PROBLEM A
In the indemnification extract, within how many days after receiving a written request must the Corporation advance Expenses to Indemnitee?

# # # #

4. INDEMNIFICATION UNDER CERTIFICATE OF INCORPORATION. The right to indemnification provided for in the Certificate of Incorporation (as the Certificate of Incorporation may be amended from time to time, but only to the extent that any such amendment permits the Corporation to provide broader indemnification rights than the Certificate of Incorporation permitted the Corporation to provide before such amendment) shall be presumed to have been relied upon by Indemnitee in serving or continuing to serve the Corporation and shall be enforceable as a contract right.
5. INDEMNIFICATION FOR EXPENSES OF A PARTY WHO IS WHOLLY OR PARTLY SUCCESSFUL. Notwithstanding any other provision of this Agreement, to the extent that Indemnitee is a party to and is successful, on the merits or otherwise, in any Proceeding arising out of acts or omissions of Indemnitee occurring during Indemnitees service as a director or officer of the Corporation or any subsidiary of the Corporation, he or she shall be indemnified against Expenses and Liabilities actually and reasonably incurred by him or her or on his or her behalf in connection therewith. If Indemnitee is not wholly successful in such Proceeding but is successful, on the merits or otherwise, as to one or more but less than all claims, issues or matters in such Proceeding, the Corporation shall indemnify Indemnitee against all Expenses and Liabilities actually and reasonably incurred by him or her or on his or her behalf in connection with each successfully resolved claim, issue or matter. For the purposes of this Section and without limiting the foregoing, the termination of any claim, issue or matter in any such Proceeding by dismissal, with or without prejudice, shall be deemed to be a successful result as to such claim, issue or matter.
6. ADVANCEMENT OF EXPENSES. All reasonable Expenses incurred by or on behalf of Indemnitee shall be advanced from time to time by the Corporation to Indemnitee within thirty (30) days after the Corporations receipt of a written request for an advance of Expenses, whether prior to or after final disposition of a Proceeding (except to the extent that there has been a Final Adverse Determination that Indemnitee is not entitled to be indemnified for such Expenses). The written request for an advancement of any and all Expenses under this paragraph shall contain reasonable detail of the Expenses incurred by Indemnitee. Indemnitee hereby agrees to repay the amounts advanced if it is ultimately determined that Indemnitee is not entitled to be indemnified pursuant to the terms of this Agreement.

# # # #

PROBLEM B
Locate each line in the records below that contains the string "blue" and copy those lines out. Letter case counts when matching.

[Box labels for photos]
# # # #

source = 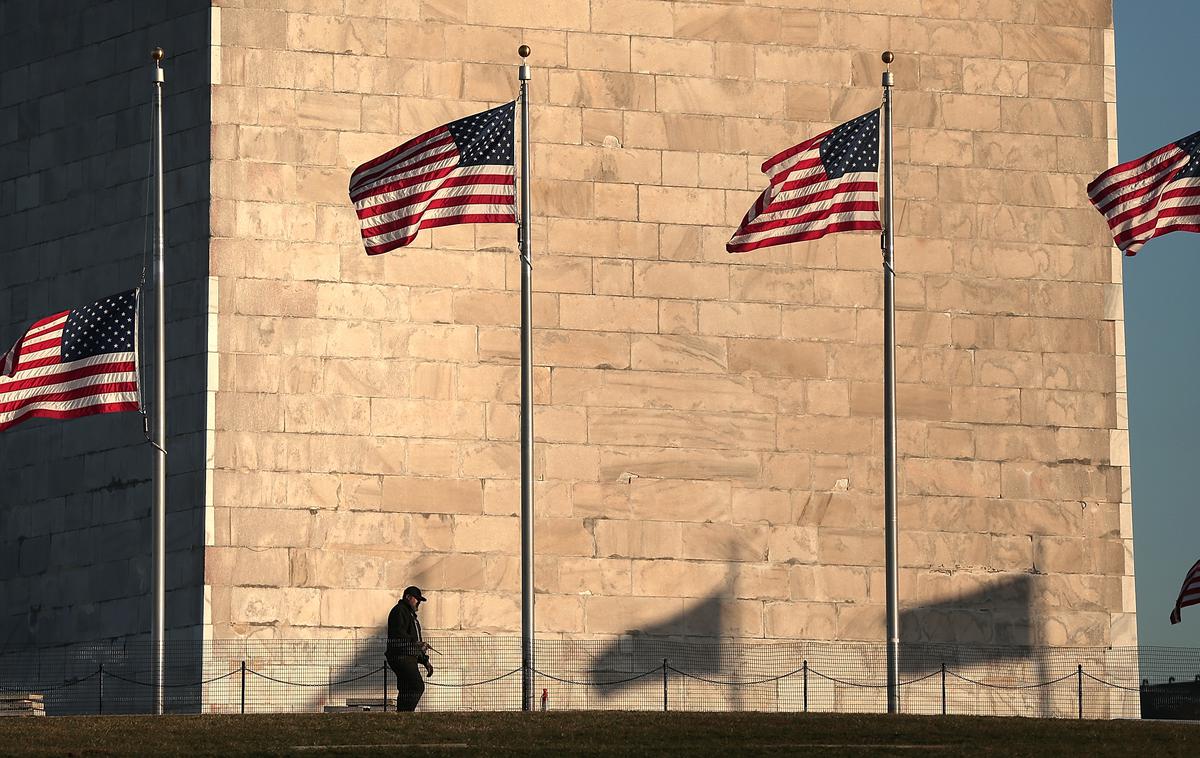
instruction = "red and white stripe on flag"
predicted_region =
[0,290,139,431]
[725,109,882,253]
[349,103,516,255]
[1087,132,1200,255]
[1171,560,1200,624]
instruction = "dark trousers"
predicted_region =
[388,655,425,710]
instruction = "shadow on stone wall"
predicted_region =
[900,573,1034,660]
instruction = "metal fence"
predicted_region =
[0,637,1200,718]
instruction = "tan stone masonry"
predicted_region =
[205,0,1136,645]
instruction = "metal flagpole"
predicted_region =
[150,48,167,714]
[517,44,534,711]
[881,50,900,714]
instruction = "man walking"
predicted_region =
[386,586,433,711]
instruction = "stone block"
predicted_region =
[287,13,388,55]
[629,477,732,522]
[1003,24,1099,64]
[680,523,770,561]
[584,596,684,634]
[595,518,683,558]
[382,476,484,513]
[657,77,787,119]
[763,602,838,639]
[626,37,716,77]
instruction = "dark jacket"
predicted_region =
[388,600,430,663]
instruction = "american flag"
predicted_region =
[725,108,882,253]
[1087,132,1200,255]
[0,290,139,431]
[350,102,516,255]
[1171,560,1200,624]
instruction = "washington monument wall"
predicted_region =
[0,0,1136,648]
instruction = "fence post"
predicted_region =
[800,658,809,714]
[662,658,667,710]
[942,661,946,716]
[1075,663,1084,718]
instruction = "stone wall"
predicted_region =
[0,0,209,650]
[205,0,1136,645]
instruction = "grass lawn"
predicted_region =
[0,711,1200,758]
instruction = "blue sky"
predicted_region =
[1114,0,1200,646]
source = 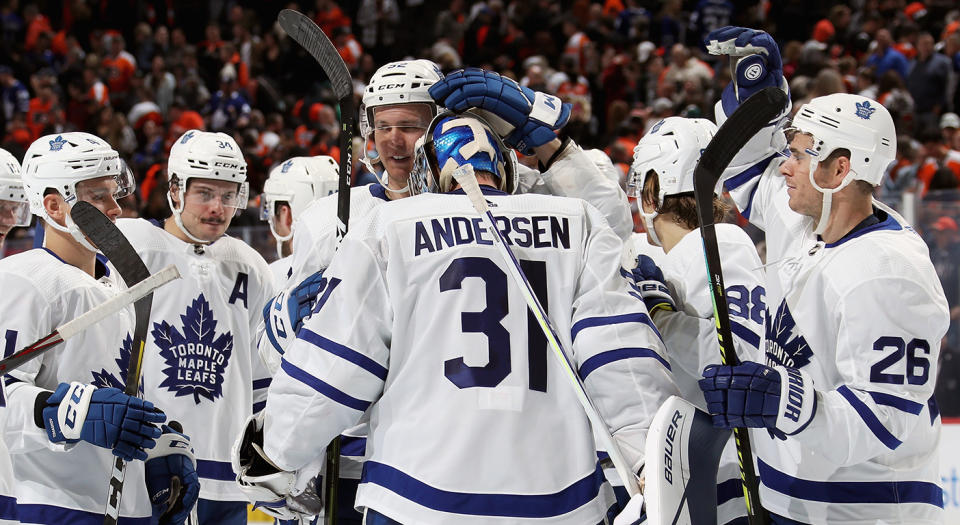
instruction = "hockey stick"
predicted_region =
[277,9,356,525]
[70,201,171,525]
[453,164,640,496]
[693,87,787,525]
[0,264,180,375]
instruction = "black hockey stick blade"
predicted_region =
[693,87,787,525]
[277,9,353,100]
[277,9,356,525]
[70,201,153,525]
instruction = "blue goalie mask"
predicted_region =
[410,112,516,195]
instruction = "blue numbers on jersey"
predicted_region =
[870,336,930,385]
[440,257,547,392]
[727,284,766,324]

# # # #

OUTPUT A
Within thirty (30) days.

OUTPUT B
instruction = "blue sky"
instruction = "blue goalie mask"
instruction = "blue numbers on jersey"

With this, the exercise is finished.